- Exercise requirements
Repeat every record below exactly as it appears.

- Data listing
================
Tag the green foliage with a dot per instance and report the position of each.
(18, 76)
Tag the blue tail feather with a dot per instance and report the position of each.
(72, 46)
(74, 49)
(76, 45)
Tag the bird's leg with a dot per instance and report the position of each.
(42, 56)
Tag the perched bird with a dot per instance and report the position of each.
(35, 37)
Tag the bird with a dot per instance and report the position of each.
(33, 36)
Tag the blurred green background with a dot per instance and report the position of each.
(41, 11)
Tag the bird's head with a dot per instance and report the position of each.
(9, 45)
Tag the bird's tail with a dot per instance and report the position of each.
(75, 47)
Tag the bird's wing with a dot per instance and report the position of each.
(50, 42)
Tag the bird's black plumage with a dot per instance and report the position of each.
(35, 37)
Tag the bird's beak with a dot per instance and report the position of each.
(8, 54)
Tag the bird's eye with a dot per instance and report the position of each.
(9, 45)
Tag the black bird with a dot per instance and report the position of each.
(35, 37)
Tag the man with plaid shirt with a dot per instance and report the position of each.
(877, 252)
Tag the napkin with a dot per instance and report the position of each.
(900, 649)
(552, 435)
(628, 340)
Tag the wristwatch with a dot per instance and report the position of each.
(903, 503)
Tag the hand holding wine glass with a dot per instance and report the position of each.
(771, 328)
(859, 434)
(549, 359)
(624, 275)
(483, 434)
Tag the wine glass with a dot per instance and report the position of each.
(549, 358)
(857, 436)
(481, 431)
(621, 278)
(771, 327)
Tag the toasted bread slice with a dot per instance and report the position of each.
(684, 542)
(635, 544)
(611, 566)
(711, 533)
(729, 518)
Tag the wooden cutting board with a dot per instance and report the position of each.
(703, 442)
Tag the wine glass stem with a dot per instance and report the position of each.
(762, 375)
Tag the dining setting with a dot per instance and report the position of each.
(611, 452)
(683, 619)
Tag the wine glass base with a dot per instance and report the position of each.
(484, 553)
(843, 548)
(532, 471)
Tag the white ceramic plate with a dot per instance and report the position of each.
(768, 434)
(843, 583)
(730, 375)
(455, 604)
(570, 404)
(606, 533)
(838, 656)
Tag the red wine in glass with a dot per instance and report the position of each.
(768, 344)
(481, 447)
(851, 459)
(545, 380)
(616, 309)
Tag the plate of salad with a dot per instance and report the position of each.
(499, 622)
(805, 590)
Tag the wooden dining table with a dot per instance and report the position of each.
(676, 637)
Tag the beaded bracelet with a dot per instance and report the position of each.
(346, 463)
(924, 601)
================
- Exercise answer
Tag the green foliage with a dot per instance and report the position of each.
(18, 76)
Tag the blue tail feather with a dot per instance and report the position of each.
(72, 46)
(74, 49)
(76, 45)
Tag the bird's leg with a dot per instance and report the position of each.
(42, 56)
Tag the perched bird with a dot per instance and report the position of each.
(35, 37)
Tag the bird with a dot per instance and report the position of each.
(33, 36)
Tag the blurred green background with a dot per instance and report the position of each.
(41, 11)
Tag the bird's head with a dot per instance and report the position of each.
(9, 45)
Tag the bird's tail with a dot per instance and report the position of each.
(75, 47)
Tag the bird's wing with a dot per instance and report the position of each.
(50, 42)
Tag the bird's black plumage with a dot per instance and report the position of each.
(35, 37)
Tag the bird's beak with a dot per instance and report the position of each.
(8, 54)
Tag the bird's eye with a dot per instance and report the position of each.
(9, 45)
Tag the black bird with a dot per instance and report the position of each.
(35, 37)
Tag the man with plaid shirt with a dot per instance and report the position of each.
(877, 252)
Tag the napkin with a dot per instance and report the position of each.
(900, 649)
(552, 435)
(628, 340)
Tag the wristwatch with a dot per instance and report the position of each.
(903, 503)
Tag the hand holding wine glass with a dot per instance and report the position of each.
(771, 328)
(859, 434)
(549, 359)
(624, 275)
(483, 434)
Tag the wine glass with a dot per instance and report the position of each.
(549, 358)
(857, 436)
(481, 431)
(621, 278)
(771, 327)
Tag the toasted bread slice with a dot per instance and report the position of each.
(684, 542)
(635, 544)
(611, 566)
(711, 533)
(729, 518)
Tag the wooden cutting board with a dot per instance and report the position of each.
(703, 442)
Tag the wine glass stem with a dot per instance and report the position of each.
(762, 375)
Tag the dining setting with a dot per instance and report the position of each.
(611, 452)
(683, 619)
Tag the wine glass base with a dot per instance and report the position of each.
(484, 553)
(843, 548)
(532, 471)
Tag the white ceramic plate with a dot per instance and report the position of each.
(768, 434)
(843, 583)
(730, 375)
(455, 604)
(570, 404)
(606, 533)
(838, 656)
Tag the red wine in glass with a dot per instance and report the position of each.
(768, 344)
(481, 447)
(851, 459)
(545, 380)
(616, 309)
Tag the plate of salad with a dot per instance and report the position of each.
(499, 622)
(805, 590)
Tag the wooden dining table with a dot per instance and report the position of each.
(676, 637)
Tag the beaded bracelet with a dot per instance and report the position of each.
(346, 463)
(924, 601)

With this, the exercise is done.